◆ Assignment: Could you repeat every record below exactly, leaving out the pictures?

++++ Exercise inputs

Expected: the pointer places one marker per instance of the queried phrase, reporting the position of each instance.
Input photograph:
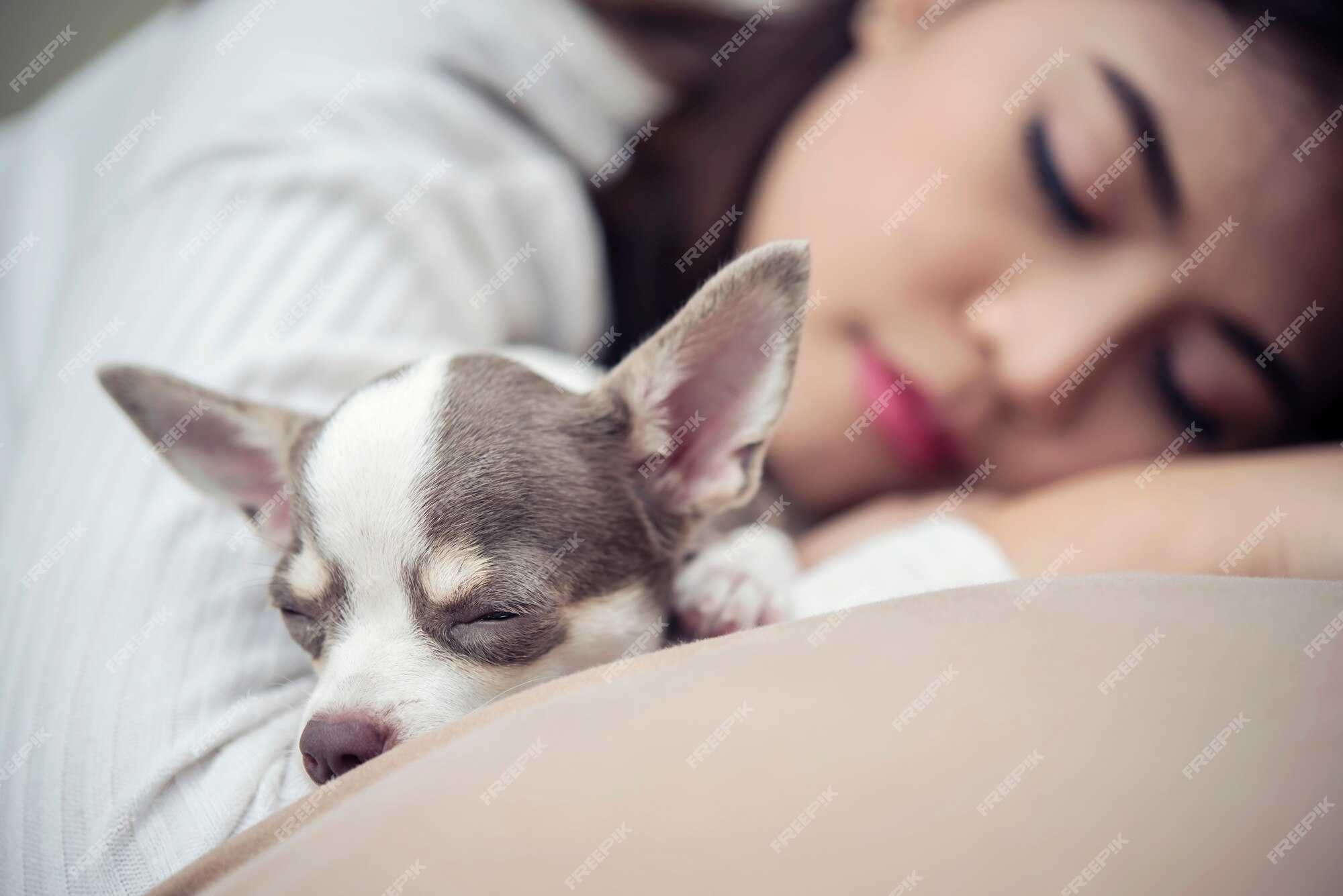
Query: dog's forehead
(477, 458)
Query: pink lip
(907, 423)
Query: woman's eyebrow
(1282, 380)
(1161, 176)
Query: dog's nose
(331, 749)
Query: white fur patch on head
(308, 575)
(452, 572)
(363, 471)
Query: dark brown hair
(702, 162)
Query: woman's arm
(1271, 513)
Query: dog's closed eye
(306, 630)
(496, 616)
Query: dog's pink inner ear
(216, 454)
(707, 391)
(228, 448)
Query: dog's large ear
(233, 450)
(706, 392)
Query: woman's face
(945, 170)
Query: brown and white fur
(463, 528)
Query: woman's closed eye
(1183, 409)
(1044, 169)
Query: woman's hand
(1271, 513)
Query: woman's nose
(1050, 332)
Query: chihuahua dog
(463, 528)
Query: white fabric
(151, 697)
(913, 560)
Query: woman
(1044, 311)
(285, 200)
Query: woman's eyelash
(1177, 401)
(1051, 183)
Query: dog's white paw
(738, 584)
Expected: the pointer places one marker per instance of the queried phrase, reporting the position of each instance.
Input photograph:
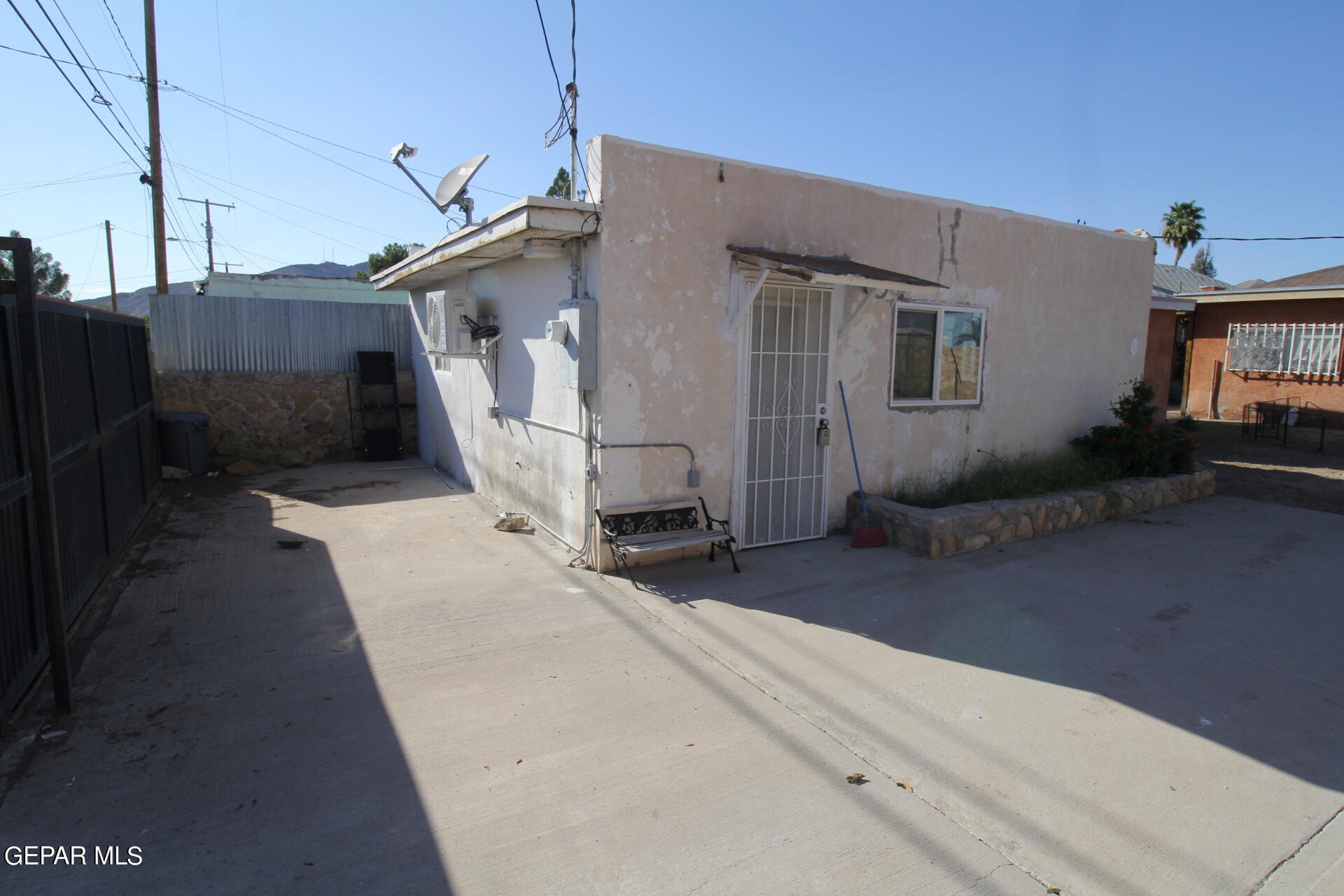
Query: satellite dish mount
(452, 190)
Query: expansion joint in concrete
(1294, 855)
(828, 734)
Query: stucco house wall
(1066, 318)
(1219, 394)
(523, 468)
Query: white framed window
(1312, 349)
(936, 355)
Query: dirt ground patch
(1294, 475)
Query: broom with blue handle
(867, 533)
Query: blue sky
(1072, 111)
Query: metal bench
(663, 530)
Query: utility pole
(112, 269)
(156, 159)
(210, 232)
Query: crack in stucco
(1316, 833)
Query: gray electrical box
(580, 315)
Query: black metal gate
(104, 461)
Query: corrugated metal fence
(227, 333)
(104, 468)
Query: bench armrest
(710, 520)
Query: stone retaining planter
(969, 527)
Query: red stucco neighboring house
(1275, 342)
(1170, 324)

++++++++

◆ Solution for this exercise:
Expected: the pointer places one marker per instance of the queried phrase, reporting the position of each instance.
Input photograph:
Query: dog's forehead
(477, 458)
Query: pink lip
(907, 423)
Query: woman's eyebrow
(1282, 380)
(1161, 176)
Query: dog's nose
(331, 749)
Query: white fur patch on head
(308, 575)
(452, 572)
(363, 471)
Query: dark brown hair
(702, 162)
Query: woman's arm
(1271, 513)
Query: dog's closed eye
(306, 630)
(496, 616)
Query: dog's pink inner ear
(216, 454)
(707, 391)
(228, 448)
Query: dog's large ear
(233, 450)
(706, 392)
Query: woman's face
(945, 170)
Query: brown and white fur
(463, 528)
Query: woman's closed eye
(1183, 409)
(1044, 169)
Query: woman's hand
(1271, 513)
Query: woman's nose
(1050, 332)
Query: chihuahua dog
(463, 528)
Query: white fabric
(151, 697)
(913, 560)
Query: woman
(1044, 311)
(285, 200)
Query: woman's eyelash
(1177, 401)
(1051, 183)
Query: dog's white paw
(738, 584)
Expected: the pointer places one marker per instance of the queried phrase, reporting the position of each instance.
Input photograph:
Query: satellite dish mount
(452, 190)
Query: expansion joint in concrete
(1294, 855)
(828, 734)
Query: stucco house wall
(1066, 318)
(1219, 394)
(523, 468)
Query: white framed window
(1312, 349)
(936, 355)
Query: dirt ground patch
(1294, 475)
Query: broom with blue handle
(867, 533)
Query: blue sky
(1072, 111)
Query: metal bench
(663, 530)
Query: utility pole
(112, 269)
(156, 159)
(210, 232)
Query: crack in stucco
(1316, 833)
Query: gray electrical box
(580, 315)
Query: black metal gate
(104, 461)
Query: corrugated metal fence
(227, 333)
(104, 468)
Query: bench armrest
(710, 520)
Query: stone retaining planter
(969, 527)
Query: red stucco neighboring house
(1275, 342)
(1170, 324)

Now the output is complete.